• Goal of the exercise
An exact transcript of all the records is the expected answer.

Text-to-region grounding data
-=-=-

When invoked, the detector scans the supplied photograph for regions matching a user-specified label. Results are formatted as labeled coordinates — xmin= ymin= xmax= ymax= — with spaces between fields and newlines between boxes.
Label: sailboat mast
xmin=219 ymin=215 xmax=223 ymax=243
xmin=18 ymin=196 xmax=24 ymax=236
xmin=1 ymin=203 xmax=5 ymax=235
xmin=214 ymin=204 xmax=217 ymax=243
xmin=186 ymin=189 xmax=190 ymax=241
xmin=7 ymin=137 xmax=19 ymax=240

-=-=-

• Answer below
When invoked, the detector scans the supplied photograph for regions matching a user-specified label. Results are formatted as labeled coordinates — xmin= ymin= xmax= ymax= — with spaces between fields and newlines between boxes.
Label: sailboat mast
xmin=219 ymin=215 xmax=223 ymax=243
xmin=18 ymin=196 xmax=24 ymax=236
xmin=1 ymin=203 xmax=5 ymax=235
xmin=214 ymin=204 xmax=217 ymax=243
xmin=186 ymin=189 xmax=190 ymax=241
xmin=7 ymin=137 xmax=19 ymax=240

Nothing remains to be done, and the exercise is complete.